[Start of section]
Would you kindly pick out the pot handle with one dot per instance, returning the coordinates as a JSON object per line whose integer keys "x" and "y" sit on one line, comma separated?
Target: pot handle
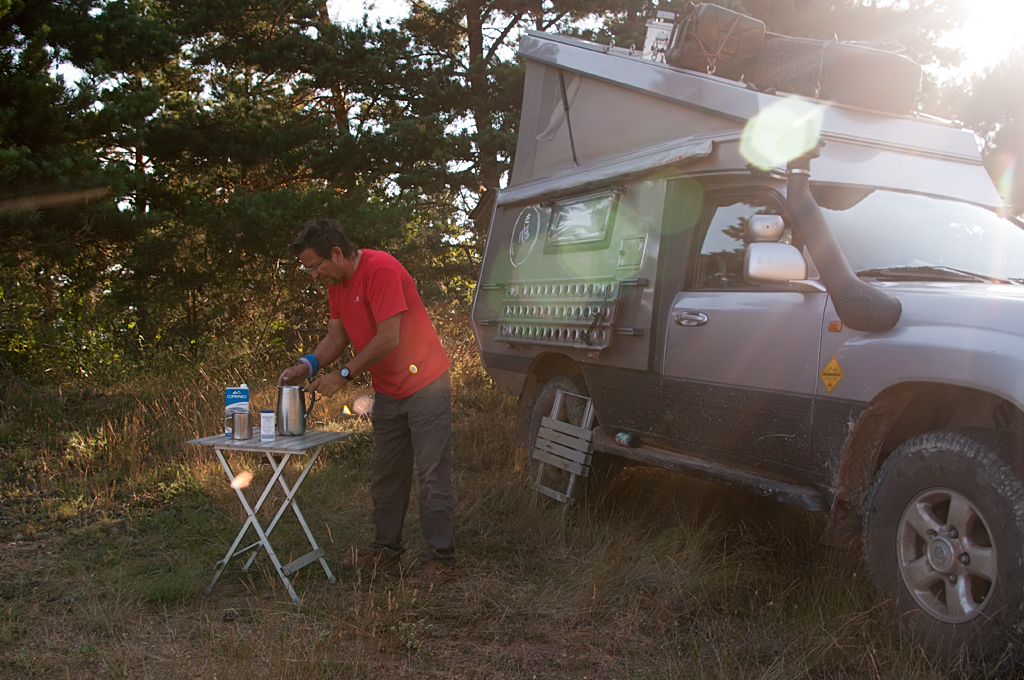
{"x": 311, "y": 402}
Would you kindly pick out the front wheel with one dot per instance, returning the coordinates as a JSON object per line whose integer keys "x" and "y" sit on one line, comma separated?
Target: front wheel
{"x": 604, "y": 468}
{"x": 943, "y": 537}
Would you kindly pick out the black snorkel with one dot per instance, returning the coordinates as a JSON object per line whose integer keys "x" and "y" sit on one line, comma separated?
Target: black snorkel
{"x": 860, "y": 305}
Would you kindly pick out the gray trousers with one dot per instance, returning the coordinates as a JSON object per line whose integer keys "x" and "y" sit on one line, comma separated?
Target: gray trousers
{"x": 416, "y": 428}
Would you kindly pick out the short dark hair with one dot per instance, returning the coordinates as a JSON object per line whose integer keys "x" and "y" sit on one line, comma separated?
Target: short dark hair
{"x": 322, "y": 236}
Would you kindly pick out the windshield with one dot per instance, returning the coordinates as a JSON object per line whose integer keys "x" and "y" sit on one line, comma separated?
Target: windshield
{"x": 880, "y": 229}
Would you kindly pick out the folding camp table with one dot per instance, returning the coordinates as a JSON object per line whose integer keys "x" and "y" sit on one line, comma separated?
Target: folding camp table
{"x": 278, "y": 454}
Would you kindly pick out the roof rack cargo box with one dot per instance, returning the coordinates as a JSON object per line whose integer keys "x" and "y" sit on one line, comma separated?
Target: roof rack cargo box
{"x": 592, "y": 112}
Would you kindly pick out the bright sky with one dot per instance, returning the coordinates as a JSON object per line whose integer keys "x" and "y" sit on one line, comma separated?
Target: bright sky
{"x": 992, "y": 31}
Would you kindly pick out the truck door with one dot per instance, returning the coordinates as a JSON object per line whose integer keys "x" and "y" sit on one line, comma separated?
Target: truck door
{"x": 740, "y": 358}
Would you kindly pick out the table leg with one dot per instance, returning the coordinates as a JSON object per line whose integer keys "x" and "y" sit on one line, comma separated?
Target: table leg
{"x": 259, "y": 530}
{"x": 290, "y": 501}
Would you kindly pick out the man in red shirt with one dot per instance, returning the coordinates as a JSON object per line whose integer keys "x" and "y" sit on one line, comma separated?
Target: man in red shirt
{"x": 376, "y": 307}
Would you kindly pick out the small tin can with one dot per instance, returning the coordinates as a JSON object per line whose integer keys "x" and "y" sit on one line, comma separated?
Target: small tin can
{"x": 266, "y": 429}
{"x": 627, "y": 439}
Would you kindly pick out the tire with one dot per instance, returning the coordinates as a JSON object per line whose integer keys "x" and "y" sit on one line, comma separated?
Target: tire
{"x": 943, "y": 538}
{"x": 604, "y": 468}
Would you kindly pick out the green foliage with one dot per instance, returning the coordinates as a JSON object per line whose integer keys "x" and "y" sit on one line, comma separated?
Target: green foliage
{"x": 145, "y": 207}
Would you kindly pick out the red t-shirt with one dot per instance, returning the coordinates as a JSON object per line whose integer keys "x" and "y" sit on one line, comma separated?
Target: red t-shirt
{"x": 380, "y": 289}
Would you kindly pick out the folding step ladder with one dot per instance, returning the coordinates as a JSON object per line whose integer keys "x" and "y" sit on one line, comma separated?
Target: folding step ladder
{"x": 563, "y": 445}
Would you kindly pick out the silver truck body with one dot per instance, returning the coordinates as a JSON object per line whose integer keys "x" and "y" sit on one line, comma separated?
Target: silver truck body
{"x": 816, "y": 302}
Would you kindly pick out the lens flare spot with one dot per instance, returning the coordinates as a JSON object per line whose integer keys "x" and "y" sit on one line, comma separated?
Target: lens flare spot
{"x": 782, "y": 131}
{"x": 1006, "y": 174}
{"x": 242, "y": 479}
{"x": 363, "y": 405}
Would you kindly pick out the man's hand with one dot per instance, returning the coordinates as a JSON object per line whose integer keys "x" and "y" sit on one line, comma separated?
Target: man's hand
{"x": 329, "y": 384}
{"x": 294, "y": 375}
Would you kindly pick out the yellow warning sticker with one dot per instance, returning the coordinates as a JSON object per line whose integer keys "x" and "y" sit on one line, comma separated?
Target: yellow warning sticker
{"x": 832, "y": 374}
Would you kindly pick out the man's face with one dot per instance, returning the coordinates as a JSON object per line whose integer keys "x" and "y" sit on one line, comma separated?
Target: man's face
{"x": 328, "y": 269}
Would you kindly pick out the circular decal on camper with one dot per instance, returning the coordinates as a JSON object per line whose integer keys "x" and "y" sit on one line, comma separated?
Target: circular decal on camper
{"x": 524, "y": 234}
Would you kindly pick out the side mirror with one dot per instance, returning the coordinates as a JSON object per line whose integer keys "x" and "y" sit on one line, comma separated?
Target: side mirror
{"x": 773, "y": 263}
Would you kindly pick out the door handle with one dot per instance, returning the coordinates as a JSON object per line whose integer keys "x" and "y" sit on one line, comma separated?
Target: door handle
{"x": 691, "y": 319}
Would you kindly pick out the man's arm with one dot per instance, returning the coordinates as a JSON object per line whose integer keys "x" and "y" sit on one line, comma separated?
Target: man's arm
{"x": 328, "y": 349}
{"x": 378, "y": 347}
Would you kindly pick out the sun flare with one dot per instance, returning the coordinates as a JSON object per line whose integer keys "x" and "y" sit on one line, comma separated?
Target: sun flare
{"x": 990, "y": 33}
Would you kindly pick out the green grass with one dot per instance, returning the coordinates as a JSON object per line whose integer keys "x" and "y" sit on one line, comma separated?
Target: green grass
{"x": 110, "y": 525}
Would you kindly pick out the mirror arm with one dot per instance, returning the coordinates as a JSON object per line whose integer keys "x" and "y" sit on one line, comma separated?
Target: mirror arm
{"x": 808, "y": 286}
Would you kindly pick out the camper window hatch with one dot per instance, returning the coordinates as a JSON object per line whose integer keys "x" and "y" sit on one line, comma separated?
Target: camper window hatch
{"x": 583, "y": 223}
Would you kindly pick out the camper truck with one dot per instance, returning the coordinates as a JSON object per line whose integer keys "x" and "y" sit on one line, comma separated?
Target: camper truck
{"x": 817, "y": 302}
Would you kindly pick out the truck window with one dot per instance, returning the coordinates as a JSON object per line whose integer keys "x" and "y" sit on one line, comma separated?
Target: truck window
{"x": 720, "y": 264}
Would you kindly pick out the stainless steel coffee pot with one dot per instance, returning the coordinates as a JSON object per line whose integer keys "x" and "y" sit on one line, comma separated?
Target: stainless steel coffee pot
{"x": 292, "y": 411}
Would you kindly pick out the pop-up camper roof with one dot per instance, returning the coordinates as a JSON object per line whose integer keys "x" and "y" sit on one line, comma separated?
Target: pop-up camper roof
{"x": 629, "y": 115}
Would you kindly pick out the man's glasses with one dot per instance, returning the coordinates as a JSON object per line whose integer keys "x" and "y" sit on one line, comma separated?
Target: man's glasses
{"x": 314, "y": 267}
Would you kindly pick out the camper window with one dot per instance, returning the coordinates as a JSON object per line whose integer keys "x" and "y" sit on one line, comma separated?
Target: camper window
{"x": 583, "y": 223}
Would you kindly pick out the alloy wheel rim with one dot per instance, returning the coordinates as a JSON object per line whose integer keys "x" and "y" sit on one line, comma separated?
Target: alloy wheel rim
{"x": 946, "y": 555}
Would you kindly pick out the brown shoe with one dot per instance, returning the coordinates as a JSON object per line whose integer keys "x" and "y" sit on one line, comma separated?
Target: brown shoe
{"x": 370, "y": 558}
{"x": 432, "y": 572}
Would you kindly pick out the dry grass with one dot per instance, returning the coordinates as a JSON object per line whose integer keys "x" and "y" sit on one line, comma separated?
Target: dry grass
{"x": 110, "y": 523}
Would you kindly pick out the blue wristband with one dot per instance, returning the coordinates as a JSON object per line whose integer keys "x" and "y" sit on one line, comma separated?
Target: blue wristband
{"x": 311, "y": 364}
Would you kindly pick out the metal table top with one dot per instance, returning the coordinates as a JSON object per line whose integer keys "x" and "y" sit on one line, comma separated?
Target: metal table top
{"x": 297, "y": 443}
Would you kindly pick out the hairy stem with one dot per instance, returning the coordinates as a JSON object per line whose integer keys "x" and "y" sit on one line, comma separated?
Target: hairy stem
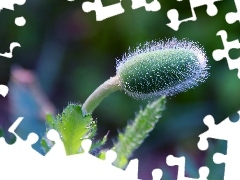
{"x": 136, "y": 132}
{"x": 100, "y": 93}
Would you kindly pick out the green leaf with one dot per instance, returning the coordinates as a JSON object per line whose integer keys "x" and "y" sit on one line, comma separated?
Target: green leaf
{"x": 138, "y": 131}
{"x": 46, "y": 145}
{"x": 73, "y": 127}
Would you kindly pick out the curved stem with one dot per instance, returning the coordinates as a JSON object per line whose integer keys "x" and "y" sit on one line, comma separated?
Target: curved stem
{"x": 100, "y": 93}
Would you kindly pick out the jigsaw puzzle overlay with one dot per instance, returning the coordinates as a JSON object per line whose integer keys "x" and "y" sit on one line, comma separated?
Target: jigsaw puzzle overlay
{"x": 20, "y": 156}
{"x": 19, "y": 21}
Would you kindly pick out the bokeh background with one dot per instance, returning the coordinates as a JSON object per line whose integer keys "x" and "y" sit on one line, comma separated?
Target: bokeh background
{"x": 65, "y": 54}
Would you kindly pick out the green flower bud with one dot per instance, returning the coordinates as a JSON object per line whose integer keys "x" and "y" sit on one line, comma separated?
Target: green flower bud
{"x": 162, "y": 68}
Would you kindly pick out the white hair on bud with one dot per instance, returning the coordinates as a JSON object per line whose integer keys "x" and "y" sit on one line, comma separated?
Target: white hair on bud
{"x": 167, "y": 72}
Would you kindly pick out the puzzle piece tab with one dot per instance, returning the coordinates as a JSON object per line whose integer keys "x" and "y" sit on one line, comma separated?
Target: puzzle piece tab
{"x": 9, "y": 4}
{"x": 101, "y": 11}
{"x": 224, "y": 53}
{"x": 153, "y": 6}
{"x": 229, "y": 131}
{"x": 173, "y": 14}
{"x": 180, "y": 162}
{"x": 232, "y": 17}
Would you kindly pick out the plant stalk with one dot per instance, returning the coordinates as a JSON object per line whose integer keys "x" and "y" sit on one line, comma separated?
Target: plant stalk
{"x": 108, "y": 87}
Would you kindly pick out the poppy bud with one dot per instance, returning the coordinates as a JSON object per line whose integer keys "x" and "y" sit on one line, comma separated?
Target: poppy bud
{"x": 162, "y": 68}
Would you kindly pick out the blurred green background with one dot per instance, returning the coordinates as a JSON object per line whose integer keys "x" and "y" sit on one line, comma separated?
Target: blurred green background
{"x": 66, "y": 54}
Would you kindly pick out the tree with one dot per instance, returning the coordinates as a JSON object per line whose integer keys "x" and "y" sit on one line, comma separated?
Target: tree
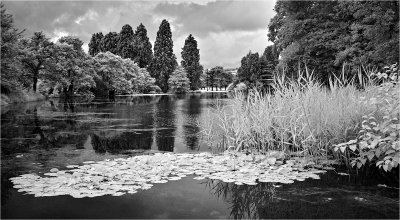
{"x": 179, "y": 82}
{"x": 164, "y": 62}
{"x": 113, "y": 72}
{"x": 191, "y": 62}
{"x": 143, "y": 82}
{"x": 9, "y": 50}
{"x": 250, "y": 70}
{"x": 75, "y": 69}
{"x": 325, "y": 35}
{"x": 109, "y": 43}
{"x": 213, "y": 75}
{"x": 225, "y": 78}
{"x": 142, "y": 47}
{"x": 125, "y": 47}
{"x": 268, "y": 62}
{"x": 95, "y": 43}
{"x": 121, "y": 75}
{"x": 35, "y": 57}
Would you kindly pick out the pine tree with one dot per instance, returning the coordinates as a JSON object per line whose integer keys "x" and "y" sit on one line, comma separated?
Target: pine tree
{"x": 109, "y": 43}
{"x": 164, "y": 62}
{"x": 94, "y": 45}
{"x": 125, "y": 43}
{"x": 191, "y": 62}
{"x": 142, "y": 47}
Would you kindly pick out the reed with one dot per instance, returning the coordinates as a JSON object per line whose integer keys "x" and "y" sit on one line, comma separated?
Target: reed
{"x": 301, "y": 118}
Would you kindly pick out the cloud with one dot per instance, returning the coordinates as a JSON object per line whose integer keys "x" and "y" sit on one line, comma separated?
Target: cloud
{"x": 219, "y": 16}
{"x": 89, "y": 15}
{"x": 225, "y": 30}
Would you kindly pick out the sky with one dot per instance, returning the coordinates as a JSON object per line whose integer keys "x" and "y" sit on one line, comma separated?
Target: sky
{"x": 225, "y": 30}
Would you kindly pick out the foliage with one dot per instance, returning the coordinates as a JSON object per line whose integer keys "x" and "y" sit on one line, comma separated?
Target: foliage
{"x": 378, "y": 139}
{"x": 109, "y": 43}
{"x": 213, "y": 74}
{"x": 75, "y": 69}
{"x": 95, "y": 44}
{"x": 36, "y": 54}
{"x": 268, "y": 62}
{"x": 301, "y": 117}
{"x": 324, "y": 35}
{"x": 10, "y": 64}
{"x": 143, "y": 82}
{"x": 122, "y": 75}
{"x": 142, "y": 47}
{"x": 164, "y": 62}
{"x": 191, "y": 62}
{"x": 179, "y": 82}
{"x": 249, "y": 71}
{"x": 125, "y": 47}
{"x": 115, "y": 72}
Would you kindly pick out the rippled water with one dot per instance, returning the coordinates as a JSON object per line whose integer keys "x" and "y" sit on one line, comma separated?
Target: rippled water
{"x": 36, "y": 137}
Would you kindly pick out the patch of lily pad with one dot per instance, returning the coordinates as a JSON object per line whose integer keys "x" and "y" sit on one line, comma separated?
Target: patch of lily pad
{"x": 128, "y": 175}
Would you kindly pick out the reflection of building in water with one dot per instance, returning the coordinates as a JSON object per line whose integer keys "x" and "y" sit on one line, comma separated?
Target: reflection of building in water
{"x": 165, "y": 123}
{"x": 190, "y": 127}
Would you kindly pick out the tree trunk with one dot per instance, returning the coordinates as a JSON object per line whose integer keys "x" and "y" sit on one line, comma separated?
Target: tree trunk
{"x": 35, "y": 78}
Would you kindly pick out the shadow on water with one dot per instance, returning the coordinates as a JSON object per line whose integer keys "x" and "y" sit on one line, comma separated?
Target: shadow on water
[End of section]
> What is expected
After locating the line holding "Would you kindly pick out the front" above, output exactly that line and every line after it through the line holding "Would you kindly pick out the roof". Include nothing else.

> Your solution
Would you kindly pick out the front wheel with one dot per instance, returning the coordinates as a JSON object per line whose integer keys "x" and "y" sit on one line, comma separated?
Target: front wheel
{"x": 604, "y": 468}
{"x": 943, "y": 537}
Would you kindly pick out the black snorkel with one dot per instance, returning the coordinates as a JSON object per line whose integer keys "x" and "y" sit on one line, comma separated?
Target: black snorkel
{"x": 860, "y": 305}
Would you kindly pick out the gray trousers with one dot per instance, returning the coordinates as a JSON object per line whose integer keys "x" and "y" sit on one line, comma separated?
Target: gray trousers
{"x": 416, "y": 428}
Would you kindly pick out the short dark hair with one dot per instance, returning the coordinates as a JSON object per line whose integer keys "x" and "y" sit on one line, comma separated?
Target: short dark hair
{"x": 322, "y": 236}
Would you kindly pick out the windshield with one dot per instance, returning the coordinates as a JSON object per line whose integer keys "x" and "y" sit on one line, comma separated?
Target: windshield
{"x": 880, "y": 229}
Would you kindly pick out the folding camp table with one dot per instance, returning the coordinates as a JSON object per line whose integer keys "x" and "y" sit on one line, comma separated?
Target: folding camp table
{"x": 278, "y": 454}
Would you kindly pick out the roof rack cargo box with one dot per instance, returning the coordinates as a JSON object per line whose integer keys "x" and "y" sit on one line, comma separated?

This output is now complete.